Source extract:
=== Begin Enclosure ===

Comparisons of different culinary oils

This article written independently by The British Nutrition Foundation (www.nutrition.org.uk), outlining the nutritional composition of different culinary oils.

All edible oils contain a mixture of different types of fat but the proportions of each vary. For health, it is best to choose oils which contain lesser amounts of saturated fat for everyday use and use those which are high in saturated fat (such as palm oil and coconut oil) sparingly. This is because saturated fat is known to raise blood cholesterol and high blood cholesterol is a risk factor for heart disease.

All edible oils contain some saturated fat but the ones which contain the least include rapeseed, linseed, walnut, sunflower and olive oil. While the essential fatty acid linoleic acid (omega-6) is present in large amounts in many edible oils, the other essential fatty acid, alpha linolenic acid (omega-3), is found in significant amounts in only a small number of oils including rapeseed, soya, walnut and linseed oils.

Saturated Fats, Monounsaturated Fats, n-6 Polyunsaturated fats
Vitamin E + K

Health benefits of unsaturated FATS

In the UK, our average intake of saturated fat is above the recommended maximum of 11% of food energy set by the Department of Health. In fact, average intake in adults (aged 19-64 years) is 12.7% and it is slightly higher in older people (13.4% in those aged 65 years and over). So, we all need to reduce our intake by at least 10%. Consumption of monounsaturated and/or polyunsaturated fat in replacement of saturated fat has been shown to lower blood cholesterol. Blood cholesterol lowering may reduce the risk of heart disease.

Some scientists are concerned that an imbalance between the amount of omega 6 and omega 3 fatty acids in the Western diet is having adverse effects on our health. This hypothesis is mainly derived from observations that suggest that as intakes of omega 6 fatty acids have increased and intakes of omega 3 fatty acids have decreased over the last 150 years, there has been a parallel increase in the incidence of heart disease in the developed world.

Theories suggest that a diet with a large amount of omega 6 compared to omega 3 fatty acids might limit the production of the long chain omega 3 fatty acids known as EPA and DHA, which have anti-inflammatory properties and so are important for health. However, studies have not supported these theories and most experts believe that replacing saturated fat in the diet with omega 3 and omega 6 fatty acids, particularly long chain omega 3 fatty acids which are found in fish oil, will reduce heart disease risk.

=== End Enclosure ===

Data extracts:
=== Begin Enclosure ===

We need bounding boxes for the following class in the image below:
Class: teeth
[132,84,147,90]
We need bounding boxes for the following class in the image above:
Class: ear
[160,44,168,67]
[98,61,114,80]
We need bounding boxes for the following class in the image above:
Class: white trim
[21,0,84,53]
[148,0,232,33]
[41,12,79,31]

=== End Enclosure ===

Your tasks:
**a)** According to the culinary oils article, why should oils high in saturated fat, such as palm and coconut oil, be used only sparingly? Answer in one to three sentences.
**b)** Answer these questions from the culinary oils article, one line each.
(i) Which oils does the article name as containing the least saturated fat?
(ii) What is the average saturated fat intake among UK adults aged 19-64, as a share of food energy?
(iii) Where are long chain omega 3 fatty acids found?
**c)** Carry the culinary oils article forward past its last sentence.

Answers:
**a)** Saturated fat is known to raise blood cholesterol. High blood cholesterol is a risk factor for heart disease, so oils with less saturated fat are better for everyday use.

**b)**
(i) Rapeseed, linseed, walnut, sunflower and olive oil.
(ii) 12.7%.
(iii) In fish oil.

**c)**
Minor constituents of edible Oils

Some edible oils are sources of vitamin E (e.g. rapeseed, sunflower and cod liver oils) and vitamin K (e.g. rapeseed, soya and olive oils). Vitamin E helps to protect cells from oxidative damage (damage from free radicals). Vitamin K plays an important role in blood clotting and contributes to the maintenance of normal bones. Some edible oils also contain fat soluble plant pigments called carotenoids which are converted to vitamin A in the body.

Edible oils tend to contain naturally occurring plant compounds called polyphenols. The amount and exact type of polyphenols present in different oils varies depending on which plant food the oil is derived from and how the oil has been processed - for example, refined oils normally contain smaller concentrations than unrefined oils. Polyphenols can be destroyed if heated. Using an oil which is high in unsaturated fat and also rich in polyphenols on your salad could be one way of increasing your intake of polyphenols but polyphenols are also present in higher amounts in other plant foods such as fruits, vegetables and wholegrains which should form a much larger part of the diet.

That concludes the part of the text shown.